SUA TAREFA> Atualize o trecho do texto sobre mulheres e bicicleta entre "Por que há menos" e "Anthony, nos EUA.", inclusive, e escreva-o de novo com "São Paulo" trocado por "Curitiba".

TEXTO FORNECIDO>
Foto: Ciclocidade

Por que há menos mulheres pedalando do que homens?

O que afasta as mulheres de usar mais a bicicleta? Conheça os principais motivos, com números, estudos e exemplos que os comprovam.

Mulheres ainda representam apenas 6% das pessoas que se deslocam em bicicleta na cidade de São Paulo. Como mudar esse cenário? Foto: Willian Cruz/VdB

Não é impressão sua: de fato, há bem menos mulheres pedalando do que homens. Na cidade de São Paulo, apenas 6% das pessoas se deslocando em bicicleta são mulheres.

Mas por que essa disparidade? Veja nossa reportagem especial em vídeo, ou leia a versão em texto logo abaixo.

As bicicletas e as mulheres

As bicicletas foram importantíssimas para que as mulheres conquistassem mais liberdade e autonomia, ainda no final do século XIX. “Andar de bicicleta fez mais pela emancipação da mulher do que qualquer outra coisa no mundo”, dizia Susan Anthony, nos EUA.

Registros de regiões rotuladas
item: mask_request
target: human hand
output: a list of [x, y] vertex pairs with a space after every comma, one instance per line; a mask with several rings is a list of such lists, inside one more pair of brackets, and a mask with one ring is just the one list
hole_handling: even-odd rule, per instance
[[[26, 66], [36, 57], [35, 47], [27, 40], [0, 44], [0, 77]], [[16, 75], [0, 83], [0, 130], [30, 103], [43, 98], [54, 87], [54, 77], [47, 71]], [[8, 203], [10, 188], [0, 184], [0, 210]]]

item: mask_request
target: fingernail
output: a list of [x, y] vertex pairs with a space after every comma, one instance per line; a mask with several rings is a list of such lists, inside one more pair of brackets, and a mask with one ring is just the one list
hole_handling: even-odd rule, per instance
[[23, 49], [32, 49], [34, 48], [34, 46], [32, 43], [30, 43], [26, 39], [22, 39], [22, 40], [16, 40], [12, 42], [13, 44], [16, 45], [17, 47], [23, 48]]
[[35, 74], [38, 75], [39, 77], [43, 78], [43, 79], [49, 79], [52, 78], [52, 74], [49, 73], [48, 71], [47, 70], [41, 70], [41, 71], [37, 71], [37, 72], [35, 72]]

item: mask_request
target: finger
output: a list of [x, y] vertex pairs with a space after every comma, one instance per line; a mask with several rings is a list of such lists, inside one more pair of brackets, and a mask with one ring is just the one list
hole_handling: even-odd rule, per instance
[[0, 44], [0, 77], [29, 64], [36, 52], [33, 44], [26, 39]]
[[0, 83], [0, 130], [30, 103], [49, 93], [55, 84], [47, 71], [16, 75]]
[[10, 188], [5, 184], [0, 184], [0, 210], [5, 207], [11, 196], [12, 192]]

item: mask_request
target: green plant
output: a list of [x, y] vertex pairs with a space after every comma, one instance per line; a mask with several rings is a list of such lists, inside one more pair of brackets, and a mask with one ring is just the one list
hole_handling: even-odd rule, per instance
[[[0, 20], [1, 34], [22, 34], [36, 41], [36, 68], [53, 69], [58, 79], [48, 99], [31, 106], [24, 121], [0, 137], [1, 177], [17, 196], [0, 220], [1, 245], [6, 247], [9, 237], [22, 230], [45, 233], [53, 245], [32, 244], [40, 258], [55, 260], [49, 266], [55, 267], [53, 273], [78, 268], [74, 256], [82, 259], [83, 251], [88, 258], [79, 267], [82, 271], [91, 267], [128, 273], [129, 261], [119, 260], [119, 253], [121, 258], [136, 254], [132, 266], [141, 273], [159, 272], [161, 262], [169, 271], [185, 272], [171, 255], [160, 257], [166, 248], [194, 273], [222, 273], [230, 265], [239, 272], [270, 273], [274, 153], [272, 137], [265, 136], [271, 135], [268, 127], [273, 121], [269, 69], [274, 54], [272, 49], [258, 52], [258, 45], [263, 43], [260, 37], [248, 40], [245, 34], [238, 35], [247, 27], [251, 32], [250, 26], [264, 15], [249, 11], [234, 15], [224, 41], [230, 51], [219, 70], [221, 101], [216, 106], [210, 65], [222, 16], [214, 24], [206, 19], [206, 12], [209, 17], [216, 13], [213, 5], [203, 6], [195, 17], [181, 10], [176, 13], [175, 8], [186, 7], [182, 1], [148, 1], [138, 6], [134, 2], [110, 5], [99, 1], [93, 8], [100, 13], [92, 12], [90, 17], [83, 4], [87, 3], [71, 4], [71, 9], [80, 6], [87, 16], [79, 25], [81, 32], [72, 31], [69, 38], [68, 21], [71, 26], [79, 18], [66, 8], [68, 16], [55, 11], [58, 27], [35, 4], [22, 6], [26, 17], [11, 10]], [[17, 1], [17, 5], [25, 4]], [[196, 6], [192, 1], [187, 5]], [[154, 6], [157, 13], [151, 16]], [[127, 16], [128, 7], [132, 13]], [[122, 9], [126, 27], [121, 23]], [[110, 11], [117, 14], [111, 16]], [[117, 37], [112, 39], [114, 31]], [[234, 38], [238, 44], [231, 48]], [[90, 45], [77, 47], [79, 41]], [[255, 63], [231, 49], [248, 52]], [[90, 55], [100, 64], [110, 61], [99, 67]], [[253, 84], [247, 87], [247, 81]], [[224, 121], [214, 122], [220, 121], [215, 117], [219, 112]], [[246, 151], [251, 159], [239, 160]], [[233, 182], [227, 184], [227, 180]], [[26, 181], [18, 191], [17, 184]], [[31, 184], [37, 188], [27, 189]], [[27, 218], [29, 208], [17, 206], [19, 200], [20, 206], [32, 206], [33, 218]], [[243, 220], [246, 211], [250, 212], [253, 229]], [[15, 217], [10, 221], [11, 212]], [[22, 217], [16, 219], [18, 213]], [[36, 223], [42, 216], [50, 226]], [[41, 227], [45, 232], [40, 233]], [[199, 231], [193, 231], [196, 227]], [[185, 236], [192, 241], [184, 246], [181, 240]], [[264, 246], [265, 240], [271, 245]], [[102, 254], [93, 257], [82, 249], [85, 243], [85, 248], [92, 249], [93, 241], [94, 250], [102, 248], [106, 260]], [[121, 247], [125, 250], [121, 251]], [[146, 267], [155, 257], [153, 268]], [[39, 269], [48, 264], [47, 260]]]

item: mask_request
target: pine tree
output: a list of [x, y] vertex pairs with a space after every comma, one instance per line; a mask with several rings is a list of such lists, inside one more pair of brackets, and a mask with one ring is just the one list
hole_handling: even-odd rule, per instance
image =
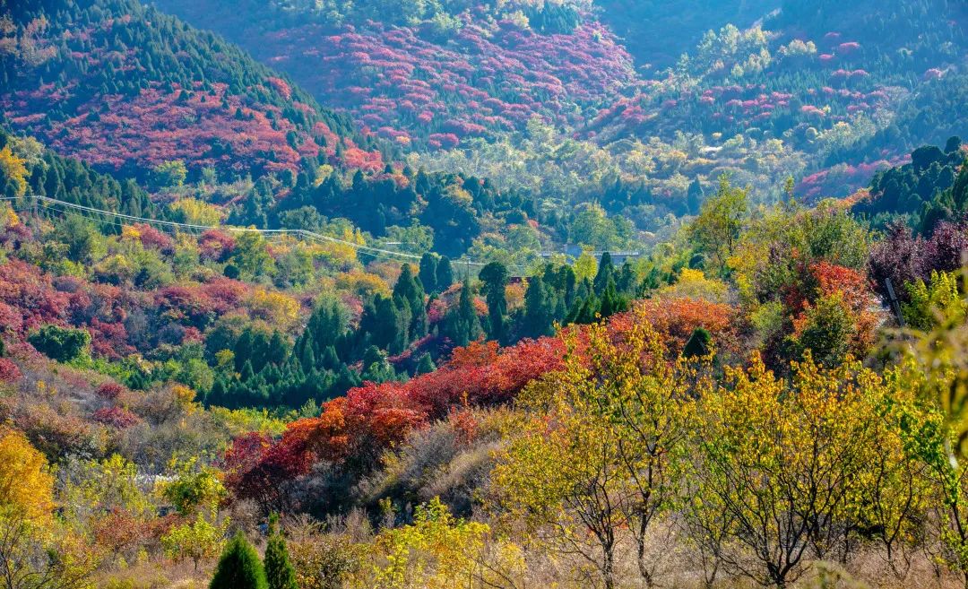
[[507, 297], [504, 294], [507, 268], [499, 262], [492, 262], [481, 268], [478, 276], [484, 282], [484, 294], [487, 296], [490, 324], [488, 335], [493, 340], [507, 343]]
[[608, 252], [602, 254], [602, 259], [598, 263], [598, 273], [595, 274], [595, 280], [592, 286], [595, 290], [595, 294], [601, 294], [605, 292], [608, 287], [609, 280], [612, 280], [612, 274], [615, 272], [615, 265], [612, 264], [612, 255]]
[[437, 256], [427, 252], [420, 258], [420, 283], [428, 294], [439, 293], [437, 284]]
[[299, 589], [296, 571], [289, 562], [286, 539], [279, 531], [279, 516], [269, 516], [269, 543], [265, 547], [265, 576], [269, 589]]
[[447, 311], [444, 327], [444, 335], [449, 337], [455, 346], [467, 346], [480, 336], [480, 321], [474, 310], [473, 295], [469, 283], [465, 282], [461, 288], [457, 306]]
[[553, 308], [541, 275], [531, 276], [525, 291], [525, 318], [521, 326], [525, 337], [541, 337], [552, 333]]
[[444, 256], [437, 263], [437, 292], [442, 293], [452, 284], [454, 284], [454, 267], [450, 264], [450, 258]]
[[413, 277], [410, 264], [405, 264], [404, 269], [393, 287], [393, 299], [398, 307], [406, 304], [409, 311], [407, 341], [427, 335], [427, 308], [424, 306], [424, 289], [418, 278]]
[[208, 589], [269, 589], [258, 553], [242, 532], [222, 552]]

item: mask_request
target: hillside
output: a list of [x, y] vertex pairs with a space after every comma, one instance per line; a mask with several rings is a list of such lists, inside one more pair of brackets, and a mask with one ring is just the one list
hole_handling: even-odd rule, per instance
[[966, 68], [963, 0], [0, 0], [0, 585], [964, 588]]
[[[773, 185], [792, 174], [808, 198], [846, 196], [915, 147], [964, 133], [966, 47], [960, 2], [788, 2], [762, 28], [708, 35], [585, 131], [605, 143], [685, 134], [686, 166], [710, 161], [686, 175], [739, 168]], [[782, 163], [737, 161], [749, 148]]]
[[227, 179], [295, 171], [307, 157], [382, 168], [347, 118], [136, 0], [14, 2], [0, 13], [6, 124], [61, 153], [129, 174], [181, 160], [194, 177], [210, 167]]
[[767, 201], [789, 176], [802, 198], [842, 197], [965, 133], [968, 17], [947, 0], [159, 6], [223, 31], [414, 166], [527, 188], [549, 209], [597, 201], [660, 234], [724, 171]]
[[578, 126], [636, 83], [631, 58], [583, 2], [370, 3], [344, 13], [285, 2], [157, 5], [416, 148], [522, 131], [532, 116]]

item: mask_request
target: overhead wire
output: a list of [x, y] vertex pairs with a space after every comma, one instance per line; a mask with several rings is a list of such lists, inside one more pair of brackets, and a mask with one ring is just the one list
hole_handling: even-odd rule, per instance
[[[149, 217], [139, 217], [139, 216], [136, 216], [136, 215], [129, 215], [127, 213], [122, 213], [122, 212], [118, 212], [118, 211], [104, 210], [104, 209], [96, 208], [96, 207], [93, 207], [93, 206], [86, 206], [84, 204], [78, 204], [76, 202], [67, 202], [67, 201], [60, 201], [58, 199], [51, 199], [49, 197], [45, 197], [45, 196], [41, 196], [41, 195], [24, 195], [22, 197], [0, 197], [0, 201], [18, 201], [18, 200], [24, 200], [24, 199], [32, 199], [34, 201], [37, 201], [42, 206], [44, 206], [47, 210], [54, 210], [54, 211], [57, 211], [57, 212], [59, 212], [61, 214], [73, 214], [75, 216], [81, 216], [81, 217], [84, 217], [84, 218], [87, 218], [87, 219], [92, 219], [92, 218], [89, 217], [89, 216], [85, 216], [82, 213], [68, 211], [68, 210], [65, 210], [65, 209], [73, 209], [74, 211], [83, 211], [83, 212], [90, 213], [90, 214], [103, 215], [103, 216], [106, 216], [106, 217], [112, 217], [114, 219], [124, 219], [124, 220], [131, 221], [131, 222], [134, 222], [134, 223], [145, 223], [145, 224], [148, 224], [148, 225], [161, 226], [161, 227], [166, 227], [166, 228], [169, 228], [169, 229], [178, 229], [178, 228], [181, 228], [181, 229], [186, 229], [186, 230], [191, 230], [191, 231], [222, 230], [222, 231], [227, 231], [227, 232], [257, 232], [257, 233], [260, 233], [262, 235], [268, 235], [268, 236], [279, 236], [279, 235], [287, 235], [287, 234], [288, 234], [288, 235], [296, 235], [296, 236], [308, 239], [310, 241], [315, 241], [317, 243], [322, 242], [322, 243], [332, 243], [332, 244], [345, 245], [345, 246], [348, 246], [348, 247], [351, 247], [354, 250], [357, 250], [357, 251], [363, 252], [365, 254], [369, 254], [371, 256], [374, 256], [375, 258], [378, 258], [379, 256], [389, 256], [389, 257], [394, 257], [394, 258], [403, 258], [403, 259], [407, 259], [407, 260], [415, 260], [415, 261], [419, 261], [421, 259], [421, 256], [417, 256], [415, 254], [408, 254], [407, 252], [398, 252], [398, 251], [394, 251], [394, 250], [388, 250], [388, 249], [384, 249], [384, 248], [369, 246], [369, 245], [365, 245], [365, 244], [361, 244], [361, 243], [356, 243], [356, 242], [353, 242], [353, 241], [348, 241], [347, 239], [341, 239], [339, 237], [333, 237], [331, 235], [324, 235], [322, 233], [318, 233], [316, 232], [311, 232], [311, 231], [304, 230], [304, 229], [259, 229], [259, 228], [256, 228], [256, 227], [236, 227], [236, 226], [229, 226], [229, 225], [218, 225], [218, 226], [217, 225], [198, 225], [198, 224], [194, 224], [194, 223], [181, 223], [181, 222], [178, 222], [178, 221], [166, 221], [166, 220], [164, 220], [164, 219], [152, 219], [152, 218], [149, 218]], [[23, 208], [21, 210], [26, 210], [26, 208]], [[117, 221], [109, 221], [109, 220], [106, 220], [106, 219], [92, 219], [92, 220], [98, 221], [100, 223], [109, 223], [111, 225], [114, 225], [115, 227], [124, 227], [125, 226], [124, 223], [119, 223]], [[432, 253], [436, 253], [436, 252], [432, 252]], [[474, 261], [468, 260], [468, 259], [455, 260], [454, 262], [462, 264], [467, 265], [467, 266], [474, 266], [474, 267], [483, 267], [484, 265], [487, 264], [487, 263], [474, 262]], [[516, 270], [519, 270], [519, 271], [524, 271], [524, 266], [521, 266], [521, 265], [515, 264], [515, 265], [512, 265], [510, 267], [514, 268]]]

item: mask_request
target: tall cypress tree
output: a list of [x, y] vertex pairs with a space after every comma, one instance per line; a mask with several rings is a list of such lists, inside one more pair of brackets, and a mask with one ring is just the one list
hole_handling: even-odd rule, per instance
[[242, 532], [223, 550], [208, 589], [269, 589], [258, 553]]
[[437, 256], [427, 252], [420, 257], [420, 283], [428, 294], [439, 293], [437, 286]]
[[488, 335], [502, 344], [507, 343], [507, 286], [508, 272], [504, 264], [492, 262], [481, 268], [478, 275], [484, 283], [489, 315]]
[[393, 287], [393, 300], [398, 307], [404, 304], [409, 310], [409, 325], [408, 326], [408, 343], [427, 335], [427, 308], [424, 306], [424, 289], [418, 278], [414, 278], [410, 264], [405, 264], [404, 269]]
[[450, 264], [450, 258], [444, 256], [437, 263], [437, 291], [442, 293], [452, 284], [454, 284], [454, 266]]
[[465, 282], [461, 288], [457, 306], [447, 311], [444, 327], [444, 335], [456, 346], [467, 346], [480, 336], [481, 326], [474, 310], [473, 295], [469, 283]]
[[615, 272], [615, 265], [612, 264], [612, 254], [605, 252], [598, 263], [598, 273], [595, 274], [595, 280], [592, 283], [595, 294], [601, 294], [605, 292], [605, 289], [608, 287], [608, 281], [612, 279], [613, 272]]
[[541, 337], [551, 335], [554, 308], [550, 304], [548, 290], [540, 274], [528, 280], [528, 290], [525, 291], [525, 319], [522, 325], [522, 335], [525, 337]]
[[269, 516], [269, 543], [265, 546], [265, 576], [269, 589], [299, 589], [296, 584], [296, 570], [289, 562], [286, 548], [286, 539], [279, 531], [279, 516]]

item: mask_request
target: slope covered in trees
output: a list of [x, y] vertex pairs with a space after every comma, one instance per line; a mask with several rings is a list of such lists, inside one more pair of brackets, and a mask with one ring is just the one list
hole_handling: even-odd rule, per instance
[[173, 160], [226, 177], [296, 170], [305, 157], [379, 166], [348, 119], [136, 0], [5, 3], [0, 18], [6, 124], [61, 153], [129, 174]]
[[[953, 157], [883, 174], [882, 212], [960, 190]], [[0, 204], [0, 559], [82, 587], [820, 587], [830, 559], [956, 586], [968, 225], [752, 202], [723, 178], [648, 259], [521, 282]]]
[[587, 2], [159, 6], [222, 32], [379, 136], [419, 148], [520, 131], [532, 116], [577, 126], [636, 79]]

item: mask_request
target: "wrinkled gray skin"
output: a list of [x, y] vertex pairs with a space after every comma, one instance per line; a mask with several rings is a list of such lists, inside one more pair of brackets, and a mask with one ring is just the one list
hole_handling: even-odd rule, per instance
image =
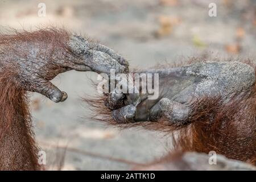
[[[254, 69], [240, 62], [197, 63], [146, 73], [159, 73], [158, 99], [148, 100], [142, 94], [110, 94], [106, 105], [113, 109], [117, 122], [153, 121], [165, 117], [174, 124], [182, 125], [191, 113], [189, 105], [197, 98], [221, 96], [228, 102], [232, 95], [248, 90], [255, 79]], [[117, 108], [123, 99], [127, 99], [123, 102], [125, 106]]]
[[17, 42], [5, 49], [1, 46], [0, 68], [16, 70], [17, 80], [25, 90], [39, 93], [55, 102], [67, 98], [65, 92], [49, 81], [59, 73], [72, 69], [107, 73], [110, 69], [128, 71], [128, 63], [122, 57], [79, 36], [69, 37], [67, 50], [47, 42], [30, 41]]

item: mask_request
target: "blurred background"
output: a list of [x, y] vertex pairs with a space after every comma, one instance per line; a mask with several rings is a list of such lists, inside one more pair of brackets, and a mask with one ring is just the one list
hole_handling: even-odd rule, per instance
[[[217, 16], [209, 15], [210, 3], [217, 5]], [[128, 59], [131, 68], [206, 55], [253, 60], [256, 55], [256, 1], [0, 0], [1, 31], [47, 26], [97, 40]], [[63, 103], [31, 93], [34, 131], [46, 152], [46, 169], [129, 169], [171, 148], [163, 134], [120, 130], [88, 118], [81, 98], [96, 93], [89, 78], [96, 76], [70, 71], [54, 78], [68, 94]]]

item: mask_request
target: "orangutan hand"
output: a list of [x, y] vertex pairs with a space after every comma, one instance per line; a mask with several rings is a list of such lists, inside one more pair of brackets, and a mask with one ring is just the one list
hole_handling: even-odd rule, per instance
[[197, 98], [221, 96], [228, 101], [234, 94], [247, 93], [255, 78], [254, 69], [239, 62], [197, 63], [148, 72], [159, 73], [158, 98], [150, 100], [142, 94], [110, 94], [105, 105], [117, 122], [154, 121], [164, 117], [181, 125]]
[[13, 72], [26, 90], [52, 101], [65, 101], [67, 94], [49, 81], [72, 69], [110, 73], [128, 72], [128, 62], [114, 51], [65, 31], [40, 30], [0, 37], [0, 70]]

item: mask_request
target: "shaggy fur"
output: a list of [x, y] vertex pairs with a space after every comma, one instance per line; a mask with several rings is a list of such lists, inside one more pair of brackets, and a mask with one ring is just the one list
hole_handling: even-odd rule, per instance
[[0, 169], [39, 169], [28, 100], [13, 73], [0, 73]]
[[[193, 59], [188, 64], [197, 61], [198, 59]], [[242, 62], [255, 68], [249, 60]], [[228, 158], [256, 165], [255, 90], [253, 85], [247, 93], [237, 93], [226, 104], [220, 97], [199, 99], [191, 105], [193, 111], [181, 126], [172, 125], [164, 118], [155, 122], [118, 124], [111, 117], [112, 111], [104, 105], [105, 96], [84, 100], [96, 112], [93, 118], [97, 121], [123, 129], [142, 126], [166, 132], [172, 136], [175, 152], [208, 154], [214, 151]]]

RESULTADO>
Por que há menos mulheres pedalando do que homens?

O que afasta as mulheres de usar mais a bicicleta? Conheça os principais motivos, com números, estudos e exemplos que os comprovam.

Mulheres ainda representam apenas 6% das pessoas que se deslocam em bicicleta na cidade de Curitiba. Como mudar esse cenário? Foto: Willian Cruz/VdB

Não é impressão sua: de fato, há bem menos mulheres pedalando do que homens. Na cidade de Curitiba, apenas 6% das pessoas se deslocando em bicicleta são mulheres.

Mas por que essa disparidade? Veja nossa reportagem especial em vídeo, ou leia a versão em texto logo abaixo.

As bicicletas e as mulheres

As bicicletas foram importantíssimas para que as mulheres conquistassem mais liberdade e autonomia, ainda no final do século XIX. “Andar de bicicleta fez mais pela emancipação da mulher do que qualquer outra coisa no mundo”, dizia Susan Anthony, nos EUA.